Requests »
• 1. Answer these questions about the musical review:
(a) What made the musical an easy choice for the writer's last night in New York City?
(b) Which TV show does the first half of the musical echo in its humor?
(c) Which other musical does the writer pair with these thoughts about the lower class?
• 2. Write a continuation of the musical review text, picking up after its final line.

I watched this because it was voted by a jury of its peers as 'Best New Musical' and that made it an easy choice when deciding what to watch on my last night in New York City but watching it leads me to believe that it is very hard to be great on Broadway, and so good becomes rewarded. This was fine. The first half helped me get over the sticker shock of what it costs to see people perform live on Broadway, it has echoes of the humor of 'Raising Hope' which is a show I watched a few times and enjoyed because of its lower class humor, but the second half made me feel like this is kind of weird and makes me think the typical Broadway class does not actually like the lower class. It sets them up for a redemption that simply does not come. (Pair that with similar thoughts about the Matilda musical which also fucking hates it lower class participants.) 

Some of the songs were good.

Wednesday, February 7, 2024

Can you find the wolves in this picture?

(Dataset entries)

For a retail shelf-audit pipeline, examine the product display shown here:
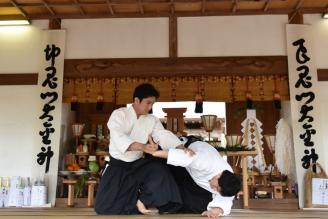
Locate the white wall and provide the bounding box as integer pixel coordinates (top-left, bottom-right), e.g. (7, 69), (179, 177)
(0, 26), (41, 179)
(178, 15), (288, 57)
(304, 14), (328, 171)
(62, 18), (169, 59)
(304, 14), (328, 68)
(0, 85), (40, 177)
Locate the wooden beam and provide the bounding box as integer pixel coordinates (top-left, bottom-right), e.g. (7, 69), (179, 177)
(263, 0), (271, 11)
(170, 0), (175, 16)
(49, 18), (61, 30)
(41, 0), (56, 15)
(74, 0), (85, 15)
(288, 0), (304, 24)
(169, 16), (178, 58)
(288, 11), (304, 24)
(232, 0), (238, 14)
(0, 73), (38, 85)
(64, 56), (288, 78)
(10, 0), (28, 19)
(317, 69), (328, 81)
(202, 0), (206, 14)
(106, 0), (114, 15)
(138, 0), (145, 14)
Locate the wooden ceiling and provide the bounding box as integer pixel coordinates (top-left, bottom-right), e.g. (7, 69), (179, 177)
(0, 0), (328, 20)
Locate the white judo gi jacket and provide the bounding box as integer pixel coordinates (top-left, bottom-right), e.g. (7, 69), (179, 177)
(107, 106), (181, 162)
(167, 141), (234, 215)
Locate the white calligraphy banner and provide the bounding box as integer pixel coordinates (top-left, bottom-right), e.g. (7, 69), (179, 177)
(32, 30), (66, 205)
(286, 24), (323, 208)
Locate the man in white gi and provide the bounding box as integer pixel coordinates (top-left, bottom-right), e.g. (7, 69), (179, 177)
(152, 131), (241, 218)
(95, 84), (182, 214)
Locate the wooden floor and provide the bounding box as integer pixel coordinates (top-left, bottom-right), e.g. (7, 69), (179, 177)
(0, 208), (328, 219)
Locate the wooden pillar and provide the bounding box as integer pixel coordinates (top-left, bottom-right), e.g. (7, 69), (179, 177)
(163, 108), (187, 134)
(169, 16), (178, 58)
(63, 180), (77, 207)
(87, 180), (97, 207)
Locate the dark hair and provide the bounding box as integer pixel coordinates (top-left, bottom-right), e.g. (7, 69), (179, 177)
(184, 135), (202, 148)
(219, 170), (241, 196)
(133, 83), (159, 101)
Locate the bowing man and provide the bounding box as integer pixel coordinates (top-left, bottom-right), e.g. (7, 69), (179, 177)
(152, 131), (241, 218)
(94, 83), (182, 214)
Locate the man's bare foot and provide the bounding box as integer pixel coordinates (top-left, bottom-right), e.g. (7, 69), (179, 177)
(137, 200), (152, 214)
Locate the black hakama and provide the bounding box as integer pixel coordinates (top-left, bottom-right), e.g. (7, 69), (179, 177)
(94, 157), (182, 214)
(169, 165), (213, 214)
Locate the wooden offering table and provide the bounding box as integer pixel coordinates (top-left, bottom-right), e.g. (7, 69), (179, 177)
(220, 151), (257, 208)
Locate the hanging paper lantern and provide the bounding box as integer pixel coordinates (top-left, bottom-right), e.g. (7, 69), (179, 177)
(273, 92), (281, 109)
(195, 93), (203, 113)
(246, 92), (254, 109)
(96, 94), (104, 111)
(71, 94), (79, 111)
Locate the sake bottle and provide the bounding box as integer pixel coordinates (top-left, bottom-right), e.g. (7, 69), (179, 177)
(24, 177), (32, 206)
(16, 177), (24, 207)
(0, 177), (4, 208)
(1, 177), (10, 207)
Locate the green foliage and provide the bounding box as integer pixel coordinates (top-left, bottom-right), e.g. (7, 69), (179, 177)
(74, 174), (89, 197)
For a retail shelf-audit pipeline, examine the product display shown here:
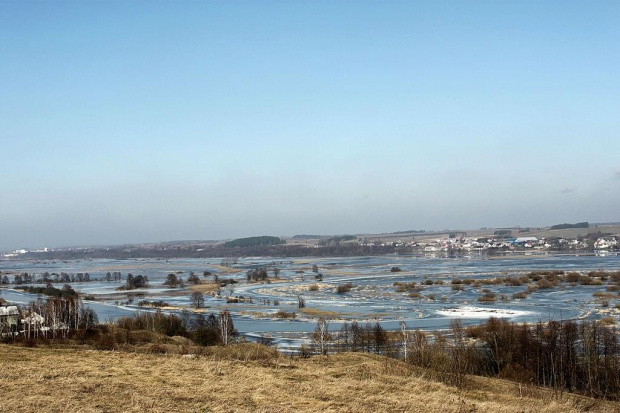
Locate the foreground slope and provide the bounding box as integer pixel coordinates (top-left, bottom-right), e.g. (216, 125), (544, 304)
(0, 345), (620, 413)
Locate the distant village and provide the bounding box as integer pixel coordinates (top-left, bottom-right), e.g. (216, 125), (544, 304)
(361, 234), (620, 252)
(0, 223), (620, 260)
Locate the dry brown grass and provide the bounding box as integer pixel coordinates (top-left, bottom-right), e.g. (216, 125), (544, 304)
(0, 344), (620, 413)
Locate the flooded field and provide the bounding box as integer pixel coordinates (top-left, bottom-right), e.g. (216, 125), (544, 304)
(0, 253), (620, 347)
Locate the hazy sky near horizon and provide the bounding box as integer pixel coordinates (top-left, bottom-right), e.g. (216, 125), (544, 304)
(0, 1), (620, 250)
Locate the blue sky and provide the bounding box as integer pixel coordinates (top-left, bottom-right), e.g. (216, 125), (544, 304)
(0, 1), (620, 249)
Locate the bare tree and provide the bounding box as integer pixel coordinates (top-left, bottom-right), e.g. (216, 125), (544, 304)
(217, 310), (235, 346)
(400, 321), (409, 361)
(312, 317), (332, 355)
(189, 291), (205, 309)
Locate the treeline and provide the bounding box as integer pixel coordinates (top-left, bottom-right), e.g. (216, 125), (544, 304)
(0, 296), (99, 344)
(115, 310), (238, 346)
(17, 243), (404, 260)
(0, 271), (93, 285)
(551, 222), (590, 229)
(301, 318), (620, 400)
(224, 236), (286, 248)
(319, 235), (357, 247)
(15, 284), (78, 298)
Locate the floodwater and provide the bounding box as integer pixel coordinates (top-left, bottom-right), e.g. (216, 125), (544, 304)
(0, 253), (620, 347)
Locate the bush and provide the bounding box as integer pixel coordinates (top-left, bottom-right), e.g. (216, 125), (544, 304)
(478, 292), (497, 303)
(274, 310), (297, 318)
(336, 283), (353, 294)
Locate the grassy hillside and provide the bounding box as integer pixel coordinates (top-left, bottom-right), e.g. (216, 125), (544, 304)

Responses in order »
• 1.
(a) A jury of its peers had voted it "Best New Musical."
(b) "Raising Hope."
(c) The Matilda musical.

• 2.
Killers of the Flower Moon – 2/5

This is a bad movie. You know everyone and their motivations in the first ten minutes, and then it repeats itself for the following two hours. Lily Gladstone is barely a character. All the natives come off as idiots, ignorant, no interiority, no will. Things just happen to them, and they know not where to look. Ernest Burkhart has no moral qualms, as though that's supposed to make him interesting. It's beyond the banality of evil; it's evil without the existence of the word to define it. The FBI appearing gives the movie some juice, but too little, too late. And then Martin Scorsese appears at the end to make the point which he had failed to make through movie-making. What came after—or the impotence of the punishment that came after: a life sentence for the mastermind, paroled after 18 years—is more interesting than watching people die over and over again. There should be rage at that, but the movie delivers it with such inadequacy. All that said, I want to throw out an appreciation for Martin Scorses not as 'guy who tells stories well' but as 'guy who likes to play with the language of movie-making.' He has fun with his camera, he likes to sneak in something new. There is a scene in the middle that I find to be beautiful; eternal. Mollie's mother, who barely exists in the movie, dies, face pallid, and opens her eyes to see her ancestors, her Gods, the green grass of eternity, red returned to her skin. No words pass between them. It is a scene of pure, calm understanding. It's beautiful because it rings familiar; as though we've been there before and will go there again, and none of what passes between those two points matters all that much. It's great. It's also a weird interlude to a movie about things that are meant to matter much. 

Tuesday, February 6, 2024

Okay. Well, I lied.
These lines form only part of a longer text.